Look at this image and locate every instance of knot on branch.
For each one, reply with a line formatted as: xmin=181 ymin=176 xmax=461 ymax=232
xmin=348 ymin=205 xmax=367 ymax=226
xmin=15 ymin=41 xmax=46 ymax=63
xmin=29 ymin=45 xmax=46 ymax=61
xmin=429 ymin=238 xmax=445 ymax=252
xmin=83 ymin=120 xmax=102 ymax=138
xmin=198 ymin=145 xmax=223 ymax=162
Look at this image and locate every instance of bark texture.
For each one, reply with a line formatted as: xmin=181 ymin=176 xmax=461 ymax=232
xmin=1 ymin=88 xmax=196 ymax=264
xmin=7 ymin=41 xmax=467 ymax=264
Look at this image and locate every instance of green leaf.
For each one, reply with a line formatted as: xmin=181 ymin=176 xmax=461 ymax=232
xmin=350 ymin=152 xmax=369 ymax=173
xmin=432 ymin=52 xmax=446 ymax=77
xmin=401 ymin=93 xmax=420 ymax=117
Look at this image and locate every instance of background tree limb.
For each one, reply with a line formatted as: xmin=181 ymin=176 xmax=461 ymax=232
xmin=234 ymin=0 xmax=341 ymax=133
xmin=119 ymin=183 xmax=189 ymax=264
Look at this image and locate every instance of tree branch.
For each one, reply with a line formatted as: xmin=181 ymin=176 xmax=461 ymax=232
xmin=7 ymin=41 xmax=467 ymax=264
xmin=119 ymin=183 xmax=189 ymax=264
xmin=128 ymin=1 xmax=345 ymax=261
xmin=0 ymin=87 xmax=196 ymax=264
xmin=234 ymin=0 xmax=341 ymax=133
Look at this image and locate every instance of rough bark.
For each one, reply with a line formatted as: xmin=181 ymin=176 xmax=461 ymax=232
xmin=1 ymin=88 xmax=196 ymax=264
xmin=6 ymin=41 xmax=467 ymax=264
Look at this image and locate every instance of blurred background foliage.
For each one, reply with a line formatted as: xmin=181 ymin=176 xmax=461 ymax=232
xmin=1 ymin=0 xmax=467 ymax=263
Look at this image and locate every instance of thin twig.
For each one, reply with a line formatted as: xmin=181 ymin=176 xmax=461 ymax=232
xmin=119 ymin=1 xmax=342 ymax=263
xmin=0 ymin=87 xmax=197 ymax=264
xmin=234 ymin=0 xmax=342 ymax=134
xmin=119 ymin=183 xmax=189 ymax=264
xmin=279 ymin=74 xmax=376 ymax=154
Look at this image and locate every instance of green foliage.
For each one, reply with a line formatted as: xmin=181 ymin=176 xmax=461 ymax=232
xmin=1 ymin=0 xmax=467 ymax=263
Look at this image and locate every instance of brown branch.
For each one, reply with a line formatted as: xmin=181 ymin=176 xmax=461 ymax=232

-- Work required --
The entries above are to be copied word for word.

-- Answer to this problem --
Look at this image and locate every instance of knot on branch.
For each one, reply with a line formatted as: xmin=181 ymin=176 xmax=461 ymax=232
xmin=348 ymin=205 xmax=367 ymax=226
xmin=15 ymin=41 xmax=46 ymax=63
xmin=29 ymin=45 xmax=46 ymax=61
xmin=429 ymin=238 xmax=445 ymax=252
xmin=83 ymin=120 xmax=102 ymax=138
xmin=198 ymin=145 xmax=223 ymax=162
Look at this image and locate every instance of bark texture.
For each one, reply with a line formatted as: xmin=181 ymin=176 xmax=461 ymax=232
xmin=1 ymin=88 xmax=196 ymax=264
xmin=7 ymin=41 xmax=467 ymax=264
Look at this image and locate every instance of green leaf.
For each one, reply with a line formatted as: xmin=181 ymin=176 xmax=461 ymax=232
xmin=350 ymin=152 xmax=369 ymax=173
xmin=432 ymin=52 xmax=446 ymax=77
xmin=401 ymin=93 xmax=420 ymax=117
Look at this image and locate every instance of background tree limb.
For each one, reply with a line formatted as: xmin=181 ymin=176 xmax=461 ymax=232
xmin=234 ymin=0 xmax=341 ymax=133
xmin=119 ymin=183 xmax=189 ymax=264
Look at this image and locate every instance of tree branch.
For each one, reply with a line formatted as: xmin=181 ymin=176 xmax=461 ymax=232
xmin=7 ymin=41 xmax=467 ymax=264
xmin=119 ymin=183 xmax=189 ymax=264
xmin=128 ymin=1 xmax=345 ymax=261
xmin=0 ymin=87 xmax=196 ymax=264
xmin=234 ymin=0 xmax=341 ymax=133
Look at this image and locate every instance of rough bark.
For each one, reply with a line formatted as: xmin=181 ymin=176 xmax=461 ymax=232
xmin=1 ymin=88 xmax=196 ymax=264
xmin=6 ymin=41 xmax=467 ymax=264
Look at this image and locate every instance of blurred background foliage.
For each one, reply with a line formatted as: xmin=181 ymin=176 xmax=461 ymax=232
xmin=1 ymin=0 xmax=467 ymax=263
Look at this image and locate every instance of thin twig.
For each one, reply with a line formatted as: xmin=181 ymin=176 xmax=461 ymax=232
xmin=119 ymin=1 xmax=342 ymax=263
xmin=0 ymin=87 xmax=197 ymax=264
xmin=234 ymin=0 xmax=342 ymax=134
xmin=119 ymin=183 xmax=189 ymax=264
xmin=279 ymin=74 xmax=376 ymax=154
Look at this image and locate every instance of green foliage.
For each one, reply with a line formatted as: xmin=181 ymin=176 xmax=461 ymax=232
xmin=1 ymin=0 xmax=467 ymax=263
Look at this image and locate every instance of brown branch.
For each one, reply with a line formatted as: xmin=181 ymin=176 xmax=461 ymax=232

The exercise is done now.